| About this task |
Each of the records that follow needs an exact reproduction.

| Given records |
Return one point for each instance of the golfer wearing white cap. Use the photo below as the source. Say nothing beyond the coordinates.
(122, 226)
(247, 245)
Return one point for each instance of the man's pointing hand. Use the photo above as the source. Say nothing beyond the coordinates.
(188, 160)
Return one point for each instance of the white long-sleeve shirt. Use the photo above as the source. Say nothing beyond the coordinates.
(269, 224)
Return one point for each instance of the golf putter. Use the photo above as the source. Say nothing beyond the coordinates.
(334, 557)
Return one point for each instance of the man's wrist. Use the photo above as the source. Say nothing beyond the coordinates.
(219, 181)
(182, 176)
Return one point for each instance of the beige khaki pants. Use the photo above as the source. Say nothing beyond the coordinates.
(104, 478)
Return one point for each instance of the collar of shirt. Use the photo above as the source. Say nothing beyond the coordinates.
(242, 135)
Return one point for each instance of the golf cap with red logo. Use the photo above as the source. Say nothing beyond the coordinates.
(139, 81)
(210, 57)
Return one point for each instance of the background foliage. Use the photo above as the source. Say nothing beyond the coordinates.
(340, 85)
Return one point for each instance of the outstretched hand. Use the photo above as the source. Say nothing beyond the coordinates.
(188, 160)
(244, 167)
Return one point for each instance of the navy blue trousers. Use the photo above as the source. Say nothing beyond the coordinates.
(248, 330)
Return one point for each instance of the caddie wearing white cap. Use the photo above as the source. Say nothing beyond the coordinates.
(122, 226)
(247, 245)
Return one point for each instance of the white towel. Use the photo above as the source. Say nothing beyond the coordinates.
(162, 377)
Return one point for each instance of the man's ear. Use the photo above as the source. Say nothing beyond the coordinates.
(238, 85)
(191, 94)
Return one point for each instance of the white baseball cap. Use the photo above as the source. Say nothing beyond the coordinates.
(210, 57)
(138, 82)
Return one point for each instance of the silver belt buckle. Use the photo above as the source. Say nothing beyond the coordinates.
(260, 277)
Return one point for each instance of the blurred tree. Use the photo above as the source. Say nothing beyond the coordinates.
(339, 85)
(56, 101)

| Answer section |
Return one point for each instance of the golfer wearing white cap. Use the photo below as the source. Say nothing beyond the coordinates.
(122, 226)
(247, 245)
Return one point for each instance of the man's pointing hand. Use the photo above as the source. Say nothing beyond the coordinates.
(188, 160)
Return one point for each instance of the white long-sleeve shirt. Use the photo above as the source. Say nothing beyond the coordinates.
(269, 224)
Return one point for each instance of the golf putter. Use the photo above as the source. Say nothing beyond the coordinates.
(334, 557)
Return one point for each instance of the man's wrist. Use the photo above as the source. Say nothing beyond the coordinates.
(219, 181)
(182, 176)
Return one point for each instance of the beige khaki pants. Use the photo above as the source. Say nothing beyond the coordinates.
(104, 478)
Return one point for each instance of the collar of shirt. Use the photo above as the source. Say nothing beyond the coordinates.
(242, 135)
Return one point for each instance of the golf cap with red logo. Use the photo above as the source. Say nothing beyond the coordinates.
(139, 81)
(210, 57)
Return one point for each instance of the background foliage. Use the photo above as the source. Say nothing beyond the coordinates.
(340, 85)
Return one point for each instance of the outstretched hand. Use the photo above as the source. Say nothing beyond the coordinates.
(188, 160)
(244, 167)
Return one point for each instance of the navy blue trousers. Use the photo above as the source. Say nothing beyond the coordinates.
(248, 330)
Return one point for each instance of the caddie wearing white cap. Use the photo above as the source. Say nothing beyond the coordinates.
(122, 226)
(247, 245)
Return one point for each instance of the white towel. Use the photo above as the source. Say nothing beyond the coordinates.
(162, 377)
Return one point for each instance of the man's ear. Use the photo above as the source. Say nothing beyond the coordinates.
(238, 85)
(191, 94)
Return one point for each instance of the white baseball cap. Use the photo above as the source. Say nothing beyond the coordinates.
(210, 57)
(138, 82)
Return one point for each instance of the silver belt buckle. Use the photo above as the source. Say nothing beyond the coordinates.
(260, 277)
Return one point for each instance of the blurred tree. Use the photo above as the source. Say nothing beyond the coordinates.
(339, 85)
(56, 101)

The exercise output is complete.